→ 本文抜粋:
____

寒さが和らいだ日曜の夕方、夫と、ふきのとう採りに出かけた。
この春、二度目の挑戦。一度目は、十個ほどしか採れなかった。まだ、春が浅いのだと、夫とふたり、天麩羅にして楽しんだ。
だが、もうそろそろ頭を出す頃だろうと、出かけたのだ。今度はたくさん採って、酢味噌和えにと相談はまとまっていた。

前回、採った場所は覚えている。誰かに先を越されなければ、だいじょうぶだと浮き浮きと歩いた。
「ふきのとう、出てきたかな」
呑気なわたしの言葉に「しっ!」と、夫が声を潜める。
「大きな声で、ふきのとうって言っちゃだめだよ。誰が聞いてるか判らないからね。ビニール袋も、ポケットに隠して、隠して」
彼は、いつもの場所にふきのとうがあるということを、できるだけ内緒にしておこうと必死な様子だ。仕方なく無言で歩く。程なくして、ふきのとうスポットに到着。無言のまま、探し始める。花が咲いているのが、すぐに見つかったが、それから苦戦した。
「ないねぇ」「誰かが、枯れ葉を散らした後がある」
採れたふきのとうは、たったの5個。うつむいて歩く、帰り道も無言だ。しかし、ふきのとう採りの神様は、その時、微笑んだのだった。
「あ、これ、何? もしかしたら」と、わたし。
歩く足元に、ごく普通に蕾があったのだ。砂利道だが、硬い土だ。こんな場所に? と思うようなところで、蕾を膨らませていたのである。
その時、わたし達は気づいた。自分達が抱いているふきのとうのイメージが違っていたことに。やわらかい黄緑色は、背を伸ばし花を咲かせたもので、土に埋もれた蕾は、土の色に近い紫がかった茶色をしている。そして、人が歩いた道端にも、アスファルトの隙間にも、花を咲かせる強さを持っているのだ。

____

→ 作業用データ:
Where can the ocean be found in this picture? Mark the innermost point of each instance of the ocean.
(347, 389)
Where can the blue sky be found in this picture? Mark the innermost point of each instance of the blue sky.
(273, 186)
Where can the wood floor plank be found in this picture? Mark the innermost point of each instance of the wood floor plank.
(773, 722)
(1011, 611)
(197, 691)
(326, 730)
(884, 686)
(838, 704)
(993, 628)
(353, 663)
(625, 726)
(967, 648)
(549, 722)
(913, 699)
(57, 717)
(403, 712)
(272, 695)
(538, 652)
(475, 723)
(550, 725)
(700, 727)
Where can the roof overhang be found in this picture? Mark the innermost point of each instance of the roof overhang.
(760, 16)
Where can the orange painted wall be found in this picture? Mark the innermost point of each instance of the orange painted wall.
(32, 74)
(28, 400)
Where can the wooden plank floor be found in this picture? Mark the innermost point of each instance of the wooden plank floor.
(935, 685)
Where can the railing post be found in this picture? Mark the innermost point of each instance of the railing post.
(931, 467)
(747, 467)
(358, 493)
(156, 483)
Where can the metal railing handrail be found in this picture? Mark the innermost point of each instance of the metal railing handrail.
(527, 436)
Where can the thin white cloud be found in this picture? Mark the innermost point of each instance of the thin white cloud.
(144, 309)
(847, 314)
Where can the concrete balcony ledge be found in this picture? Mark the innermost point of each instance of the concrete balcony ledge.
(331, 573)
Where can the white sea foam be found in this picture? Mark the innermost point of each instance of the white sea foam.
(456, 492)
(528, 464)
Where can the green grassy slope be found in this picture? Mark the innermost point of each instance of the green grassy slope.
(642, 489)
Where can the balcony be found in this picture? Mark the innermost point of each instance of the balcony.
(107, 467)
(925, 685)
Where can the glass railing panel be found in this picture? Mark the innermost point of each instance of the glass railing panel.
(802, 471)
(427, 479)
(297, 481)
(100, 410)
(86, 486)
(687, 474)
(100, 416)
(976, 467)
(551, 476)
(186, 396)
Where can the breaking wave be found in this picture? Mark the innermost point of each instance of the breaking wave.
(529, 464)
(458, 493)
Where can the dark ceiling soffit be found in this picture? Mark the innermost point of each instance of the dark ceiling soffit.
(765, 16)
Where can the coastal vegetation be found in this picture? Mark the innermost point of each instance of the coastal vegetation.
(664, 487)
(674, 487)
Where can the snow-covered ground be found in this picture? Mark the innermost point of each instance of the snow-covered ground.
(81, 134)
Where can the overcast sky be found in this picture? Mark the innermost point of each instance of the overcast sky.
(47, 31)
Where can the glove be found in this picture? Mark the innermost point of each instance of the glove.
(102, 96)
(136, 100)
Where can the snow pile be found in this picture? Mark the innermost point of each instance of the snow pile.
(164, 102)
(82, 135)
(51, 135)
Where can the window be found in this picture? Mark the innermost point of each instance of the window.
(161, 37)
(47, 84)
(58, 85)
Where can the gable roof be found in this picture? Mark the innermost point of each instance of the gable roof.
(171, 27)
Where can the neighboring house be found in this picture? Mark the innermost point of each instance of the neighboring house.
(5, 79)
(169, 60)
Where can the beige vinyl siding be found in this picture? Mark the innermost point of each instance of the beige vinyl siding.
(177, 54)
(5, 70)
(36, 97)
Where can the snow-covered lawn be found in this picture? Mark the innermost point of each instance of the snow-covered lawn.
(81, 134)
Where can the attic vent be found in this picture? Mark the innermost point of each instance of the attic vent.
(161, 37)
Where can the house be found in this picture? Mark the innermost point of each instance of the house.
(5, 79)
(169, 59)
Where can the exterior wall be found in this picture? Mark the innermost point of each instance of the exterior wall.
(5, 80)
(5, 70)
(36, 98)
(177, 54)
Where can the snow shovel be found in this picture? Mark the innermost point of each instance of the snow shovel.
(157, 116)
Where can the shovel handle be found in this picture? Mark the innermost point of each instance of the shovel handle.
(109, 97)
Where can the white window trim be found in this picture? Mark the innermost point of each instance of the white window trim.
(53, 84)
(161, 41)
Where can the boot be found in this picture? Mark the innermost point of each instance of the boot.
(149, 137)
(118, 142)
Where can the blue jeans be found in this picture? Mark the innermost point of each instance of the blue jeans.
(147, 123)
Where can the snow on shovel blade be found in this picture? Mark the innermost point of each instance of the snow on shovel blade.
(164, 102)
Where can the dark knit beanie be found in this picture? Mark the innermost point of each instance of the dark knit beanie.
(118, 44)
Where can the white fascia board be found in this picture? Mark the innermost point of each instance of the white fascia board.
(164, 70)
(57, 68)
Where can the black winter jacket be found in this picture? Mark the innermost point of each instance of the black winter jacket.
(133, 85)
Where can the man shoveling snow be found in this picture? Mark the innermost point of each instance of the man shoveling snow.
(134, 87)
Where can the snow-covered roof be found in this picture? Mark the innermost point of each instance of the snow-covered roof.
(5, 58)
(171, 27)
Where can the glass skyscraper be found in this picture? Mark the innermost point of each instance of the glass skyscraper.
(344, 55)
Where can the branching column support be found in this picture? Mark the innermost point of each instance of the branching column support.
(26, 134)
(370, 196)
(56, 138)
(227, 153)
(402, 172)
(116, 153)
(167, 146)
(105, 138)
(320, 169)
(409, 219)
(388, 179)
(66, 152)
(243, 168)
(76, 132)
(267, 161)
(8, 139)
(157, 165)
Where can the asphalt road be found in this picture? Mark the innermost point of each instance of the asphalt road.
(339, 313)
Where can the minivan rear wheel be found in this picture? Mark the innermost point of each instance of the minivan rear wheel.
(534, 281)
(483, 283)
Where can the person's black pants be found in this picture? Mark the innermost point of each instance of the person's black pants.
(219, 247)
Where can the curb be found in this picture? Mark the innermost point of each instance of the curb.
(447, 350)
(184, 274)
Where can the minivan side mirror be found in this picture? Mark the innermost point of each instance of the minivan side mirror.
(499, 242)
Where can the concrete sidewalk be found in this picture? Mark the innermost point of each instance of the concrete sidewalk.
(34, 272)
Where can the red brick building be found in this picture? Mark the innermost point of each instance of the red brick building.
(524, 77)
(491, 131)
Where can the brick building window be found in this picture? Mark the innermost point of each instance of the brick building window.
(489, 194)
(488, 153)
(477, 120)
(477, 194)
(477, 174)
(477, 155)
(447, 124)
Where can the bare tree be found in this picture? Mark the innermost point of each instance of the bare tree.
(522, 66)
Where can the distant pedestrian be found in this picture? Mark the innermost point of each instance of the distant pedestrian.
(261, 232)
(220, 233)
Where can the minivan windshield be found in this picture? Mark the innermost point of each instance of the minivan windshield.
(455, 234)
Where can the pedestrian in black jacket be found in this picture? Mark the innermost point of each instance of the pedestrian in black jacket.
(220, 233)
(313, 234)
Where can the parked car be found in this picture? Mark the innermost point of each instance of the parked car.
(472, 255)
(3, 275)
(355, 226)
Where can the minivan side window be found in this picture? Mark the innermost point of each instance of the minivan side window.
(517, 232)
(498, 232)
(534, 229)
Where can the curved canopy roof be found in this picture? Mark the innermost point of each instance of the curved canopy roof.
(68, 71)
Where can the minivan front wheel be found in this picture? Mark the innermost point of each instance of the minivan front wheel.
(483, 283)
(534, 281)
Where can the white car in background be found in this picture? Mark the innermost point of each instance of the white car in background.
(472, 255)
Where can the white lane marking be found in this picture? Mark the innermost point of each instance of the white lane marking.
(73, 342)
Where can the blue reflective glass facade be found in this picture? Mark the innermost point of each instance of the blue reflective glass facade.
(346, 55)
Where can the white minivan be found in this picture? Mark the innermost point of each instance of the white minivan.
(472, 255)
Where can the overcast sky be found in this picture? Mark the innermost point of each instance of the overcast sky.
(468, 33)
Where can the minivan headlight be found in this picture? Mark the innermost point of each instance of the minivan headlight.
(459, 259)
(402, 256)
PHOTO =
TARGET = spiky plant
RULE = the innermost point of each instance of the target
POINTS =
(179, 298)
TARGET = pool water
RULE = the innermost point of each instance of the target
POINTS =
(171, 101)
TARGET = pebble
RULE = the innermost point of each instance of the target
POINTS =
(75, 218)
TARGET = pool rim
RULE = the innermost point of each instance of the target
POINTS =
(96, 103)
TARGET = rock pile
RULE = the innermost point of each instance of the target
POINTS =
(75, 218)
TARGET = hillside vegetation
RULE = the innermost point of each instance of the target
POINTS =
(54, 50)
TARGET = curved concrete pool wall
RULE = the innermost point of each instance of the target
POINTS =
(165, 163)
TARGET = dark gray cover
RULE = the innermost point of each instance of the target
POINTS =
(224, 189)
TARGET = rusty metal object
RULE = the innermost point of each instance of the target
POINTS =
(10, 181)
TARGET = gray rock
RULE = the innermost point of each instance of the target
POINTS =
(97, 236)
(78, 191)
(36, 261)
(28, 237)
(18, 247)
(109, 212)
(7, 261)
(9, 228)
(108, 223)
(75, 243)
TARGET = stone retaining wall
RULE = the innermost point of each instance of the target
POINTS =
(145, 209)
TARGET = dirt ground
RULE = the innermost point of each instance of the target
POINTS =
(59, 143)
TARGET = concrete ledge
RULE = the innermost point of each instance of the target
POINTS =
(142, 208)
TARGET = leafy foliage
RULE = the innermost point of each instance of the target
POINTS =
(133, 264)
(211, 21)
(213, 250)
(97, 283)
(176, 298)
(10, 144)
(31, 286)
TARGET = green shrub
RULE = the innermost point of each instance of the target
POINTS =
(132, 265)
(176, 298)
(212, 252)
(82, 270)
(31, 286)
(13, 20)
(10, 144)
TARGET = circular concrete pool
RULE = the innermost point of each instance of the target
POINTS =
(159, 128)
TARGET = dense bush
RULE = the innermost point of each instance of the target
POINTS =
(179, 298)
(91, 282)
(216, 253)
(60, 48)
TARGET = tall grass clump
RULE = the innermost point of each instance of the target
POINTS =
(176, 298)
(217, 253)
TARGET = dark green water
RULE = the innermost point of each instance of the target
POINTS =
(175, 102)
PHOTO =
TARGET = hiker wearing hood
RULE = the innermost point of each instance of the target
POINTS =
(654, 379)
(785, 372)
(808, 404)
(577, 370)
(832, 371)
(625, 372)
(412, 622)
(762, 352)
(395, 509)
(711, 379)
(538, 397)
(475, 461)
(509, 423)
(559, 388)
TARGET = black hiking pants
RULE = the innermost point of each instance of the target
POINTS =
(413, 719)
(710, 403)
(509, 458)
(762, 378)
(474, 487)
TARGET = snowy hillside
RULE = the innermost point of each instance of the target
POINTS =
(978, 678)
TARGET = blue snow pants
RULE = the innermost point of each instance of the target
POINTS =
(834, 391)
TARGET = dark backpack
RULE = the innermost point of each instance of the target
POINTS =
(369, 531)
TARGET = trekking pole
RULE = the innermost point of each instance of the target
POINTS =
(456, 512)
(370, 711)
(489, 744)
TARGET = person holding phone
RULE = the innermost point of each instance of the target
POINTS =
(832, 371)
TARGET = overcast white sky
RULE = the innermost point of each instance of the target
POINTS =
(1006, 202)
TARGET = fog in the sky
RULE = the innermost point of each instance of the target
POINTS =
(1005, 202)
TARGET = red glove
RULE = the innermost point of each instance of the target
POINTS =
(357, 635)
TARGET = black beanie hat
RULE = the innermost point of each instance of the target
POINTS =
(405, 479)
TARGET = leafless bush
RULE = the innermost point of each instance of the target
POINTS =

____

→ 作業内容:
a. ふきのとう採りの文章を、「だが、もうそろそろ頭を出す頃」を含むところから「かせる強さを持っているのだ。」までについて、「蕾」を「つぼみ」に置き換えて書き直しなさい。
b. エントリのうち、「TARGET = red glove」がある行から最後の行までを、一字も変えずにそのまま書き写しなさい。

→ 各作業の解答:
a.
だが、もうそろそろ頭を出す頃だろうと、出かけたのだ。今度はたくさん採って、酢味噌和えにと相談はまとまっていた。

前回、採った場所は覚えている。誰かに先を越されなければ、だいじょうぶだと浮き浮きと歩いた。
「ふきのとう、出てきたかな」
呑気なわたしの言葉に「しっ!」と、夫が声を潜める。
「大きな声で、ふきのとうって言っちゃだめだよ。誰が聞いてるか判らないからね。ビニール袋も、ポケットに隠して、隠して」
彼は、いつもの場所にふきのとうがあるということを、できるだけ内緒にしておこうと必死な様子だ。仕方なく無言で歩く。程なくして、ふきのとうスポットに到着。無言のまま、探し始める。花が咲いているのが、すぐに見つかったが、それから苦戦した。
「ないねぇ」「誰かが、枯れ葉を散らした後がある」
採れたふきのとうは、たったの5個。うつむいて歩く、帰り道も無言だ。しかし、ふきのとう採りの神様は、その時、微笑んだのだった。
「あ、これ、何? もしかしたら」と、わたし。
歩く足元に、ごく普通につぼみがあったのだ。砂利道だが、硬い土だ。こんな場所に? と思うようなところで、つぼみを膨らませていたのである。
その時、わたし達は気づいた。自分達が抱いているふきのとうのイメージが違っていたことに。やわらかい黄緑色は、背を伸ばし花を咲かせたもので、土に埋もれたつぼみは、土の色に近い紫がかった茶色をしている。そして、人が歩いた道端にも、アスファルトの隙間にも、花を咲かせる強さを持っているのだ。

b.
TARGET = red glove
RULE = the innermost point of each instance of the target
POINTS =
(357, 635)
TARGET = black beanie hat
RULE = the innermost point of each instance of the target
POINTS =
(405, 479)
TARGET = leafless bush
RULE = the innermost point of each instance of the target
POINTS =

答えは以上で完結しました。